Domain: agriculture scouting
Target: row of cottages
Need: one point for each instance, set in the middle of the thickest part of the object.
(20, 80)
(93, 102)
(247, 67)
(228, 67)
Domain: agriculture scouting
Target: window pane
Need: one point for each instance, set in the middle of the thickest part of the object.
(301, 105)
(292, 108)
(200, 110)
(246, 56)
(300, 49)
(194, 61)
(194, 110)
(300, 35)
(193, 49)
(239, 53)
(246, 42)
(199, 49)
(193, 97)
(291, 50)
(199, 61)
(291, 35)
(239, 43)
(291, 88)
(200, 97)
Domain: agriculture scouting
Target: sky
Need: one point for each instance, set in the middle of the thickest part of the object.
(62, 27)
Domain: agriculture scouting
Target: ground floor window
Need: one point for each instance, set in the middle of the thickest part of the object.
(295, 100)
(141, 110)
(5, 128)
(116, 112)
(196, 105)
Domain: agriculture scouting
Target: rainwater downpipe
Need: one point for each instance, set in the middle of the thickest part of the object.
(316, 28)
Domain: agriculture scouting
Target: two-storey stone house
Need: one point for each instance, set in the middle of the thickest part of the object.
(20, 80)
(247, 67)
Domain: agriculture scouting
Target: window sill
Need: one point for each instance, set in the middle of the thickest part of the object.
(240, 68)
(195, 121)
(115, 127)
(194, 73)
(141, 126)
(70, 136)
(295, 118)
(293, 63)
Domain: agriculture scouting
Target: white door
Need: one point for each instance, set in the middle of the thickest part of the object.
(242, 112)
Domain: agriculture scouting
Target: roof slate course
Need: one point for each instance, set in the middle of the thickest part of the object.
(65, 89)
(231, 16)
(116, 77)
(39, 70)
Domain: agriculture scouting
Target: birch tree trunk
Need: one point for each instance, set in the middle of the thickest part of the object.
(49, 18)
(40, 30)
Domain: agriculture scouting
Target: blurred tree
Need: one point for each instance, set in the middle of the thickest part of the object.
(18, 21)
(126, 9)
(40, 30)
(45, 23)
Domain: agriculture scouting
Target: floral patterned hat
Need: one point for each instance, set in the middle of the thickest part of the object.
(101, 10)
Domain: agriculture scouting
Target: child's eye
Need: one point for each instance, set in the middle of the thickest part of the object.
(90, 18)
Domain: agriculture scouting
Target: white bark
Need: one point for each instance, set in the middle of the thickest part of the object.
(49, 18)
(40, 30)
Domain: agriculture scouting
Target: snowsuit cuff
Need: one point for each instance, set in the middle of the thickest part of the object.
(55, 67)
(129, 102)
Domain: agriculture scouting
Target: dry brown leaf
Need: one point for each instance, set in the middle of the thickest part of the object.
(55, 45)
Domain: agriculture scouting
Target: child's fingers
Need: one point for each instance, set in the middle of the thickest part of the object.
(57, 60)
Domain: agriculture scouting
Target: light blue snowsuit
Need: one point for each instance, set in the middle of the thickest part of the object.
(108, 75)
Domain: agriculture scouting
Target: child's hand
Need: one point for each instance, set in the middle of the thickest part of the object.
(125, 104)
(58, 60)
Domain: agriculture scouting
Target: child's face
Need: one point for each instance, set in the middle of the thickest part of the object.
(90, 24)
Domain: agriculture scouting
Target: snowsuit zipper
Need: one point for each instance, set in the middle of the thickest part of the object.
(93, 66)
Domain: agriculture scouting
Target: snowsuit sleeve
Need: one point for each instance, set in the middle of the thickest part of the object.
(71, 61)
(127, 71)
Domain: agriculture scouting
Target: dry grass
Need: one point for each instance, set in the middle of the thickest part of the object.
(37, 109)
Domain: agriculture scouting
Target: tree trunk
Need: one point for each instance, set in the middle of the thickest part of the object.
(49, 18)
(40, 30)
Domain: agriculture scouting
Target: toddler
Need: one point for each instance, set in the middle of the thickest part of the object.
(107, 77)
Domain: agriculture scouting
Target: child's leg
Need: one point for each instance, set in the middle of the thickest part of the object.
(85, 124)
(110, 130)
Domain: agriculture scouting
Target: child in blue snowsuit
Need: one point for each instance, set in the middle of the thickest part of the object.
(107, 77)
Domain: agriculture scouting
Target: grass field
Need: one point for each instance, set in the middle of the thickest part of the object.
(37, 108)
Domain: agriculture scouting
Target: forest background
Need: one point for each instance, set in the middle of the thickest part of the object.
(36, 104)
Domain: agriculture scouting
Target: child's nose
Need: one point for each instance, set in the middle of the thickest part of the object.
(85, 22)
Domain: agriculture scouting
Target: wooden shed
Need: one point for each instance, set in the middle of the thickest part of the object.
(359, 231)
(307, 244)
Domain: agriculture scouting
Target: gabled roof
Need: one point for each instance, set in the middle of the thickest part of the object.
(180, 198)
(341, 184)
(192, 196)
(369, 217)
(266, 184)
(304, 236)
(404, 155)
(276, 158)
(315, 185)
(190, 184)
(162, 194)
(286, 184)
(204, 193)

= Instructions for the task =
The range runs from the line with "Target: dry brown leaf" up to and including the line with "Target: light blue snowsuit" in the listing above; please write out exactly those lines and nothing more.

= Solution to this task =
Target: dry brown leaf
Need: one point for each instance, set in the middle of the thickest part of the object.
(55, 45)
Domain: agriculture scouting
Target: child's fingers
Need: one point for each instance, set in the middle of the thickest part of the object.
(57, 60)
Domain: agriculture scouting
Target: light blue snowsuit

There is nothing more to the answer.